Task requirements
Write out the lines of the data from the one containing "query (the phrase naming what to segment): road" down to the one containing "68L103 69L93 69L93", substituting "sidewalk curb" for "road curb" and leaving everything else unchanged. Give only those lines.

Records for processing
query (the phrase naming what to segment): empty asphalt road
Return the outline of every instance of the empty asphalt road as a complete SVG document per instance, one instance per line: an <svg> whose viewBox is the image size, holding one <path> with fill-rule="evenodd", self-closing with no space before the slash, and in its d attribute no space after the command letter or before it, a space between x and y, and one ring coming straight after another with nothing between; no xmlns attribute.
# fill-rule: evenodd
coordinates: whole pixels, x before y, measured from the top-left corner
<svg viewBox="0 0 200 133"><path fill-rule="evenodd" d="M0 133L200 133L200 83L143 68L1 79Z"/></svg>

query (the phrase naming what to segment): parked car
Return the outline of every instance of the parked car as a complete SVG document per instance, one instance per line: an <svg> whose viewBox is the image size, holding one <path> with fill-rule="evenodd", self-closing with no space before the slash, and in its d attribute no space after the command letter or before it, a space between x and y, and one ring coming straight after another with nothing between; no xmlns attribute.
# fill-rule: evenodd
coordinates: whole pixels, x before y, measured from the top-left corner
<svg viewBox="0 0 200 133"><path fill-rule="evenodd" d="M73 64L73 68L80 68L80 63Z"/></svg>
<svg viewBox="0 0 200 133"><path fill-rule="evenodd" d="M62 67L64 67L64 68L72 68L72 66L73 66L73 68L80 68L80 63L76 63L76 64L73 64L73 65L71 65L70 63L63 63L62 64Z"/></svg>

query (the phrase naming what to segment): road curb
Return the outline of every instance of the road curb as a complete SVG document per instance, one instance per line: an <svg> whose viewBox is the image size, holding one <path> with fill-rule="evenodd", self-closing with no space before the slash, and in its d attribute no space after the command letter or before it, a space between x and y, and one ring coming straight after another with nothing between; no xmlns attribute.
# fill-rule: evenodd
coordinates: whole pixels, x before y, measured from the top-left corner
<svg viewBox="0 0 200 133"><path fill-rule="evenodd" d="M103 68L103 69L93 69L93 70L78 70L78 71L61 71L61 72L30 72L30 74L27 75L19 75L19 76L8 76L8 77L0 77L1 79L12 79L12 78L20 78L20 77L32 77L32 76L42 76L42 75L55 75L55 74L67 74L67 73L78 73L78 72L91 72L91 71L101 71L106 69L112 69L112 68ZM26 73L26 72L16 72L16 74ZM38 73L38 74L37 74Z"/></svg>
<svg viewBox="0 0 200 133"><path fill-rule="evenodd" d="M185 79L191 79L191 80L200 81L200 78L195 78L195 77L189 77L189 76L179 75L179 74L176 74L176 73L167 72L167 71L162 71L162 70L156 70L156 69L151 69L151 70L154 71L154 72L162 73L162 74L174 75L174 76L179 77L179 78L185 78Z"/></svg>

Answer to this task
query (the phrase naming what to segment): sidewalk curb
Return the outline of every instance of the sidewalk curb as a complete SVG document per instance, one instance per line: an <svg> whose viewBox is the image size, holding one <path> with fill-rule="evenodd", self-closing with no space before the slash, and in its d attribute no space after the command letter or before it, a space between x and y, and one ring coming straight after another with nothing between; no xmlns attribute.
# fill-rule: evenodd
coordinates: whole pixels, x before y, measured from the top-left corner
<svg viewBox="0 0 200 133"><path fill-rule="evenodd" d="M103 68L103 69L93 69L93 70L78 70L78 71L61 71L61 72L30 72L30 74L27 75L19 75L19 76L8 76L8 77L0 77L1 79L12 79L12 78L20 78L20 77L32 77L32 76L42 76L42 75L55 75L55 74L67 74L67 73L78 73L78 72L91 72L91 71L101 71L106 69L112 69L112 68ZM26 73L26 72L16 72L16 74ZM38 73L38 74L37 74Z"/></svg>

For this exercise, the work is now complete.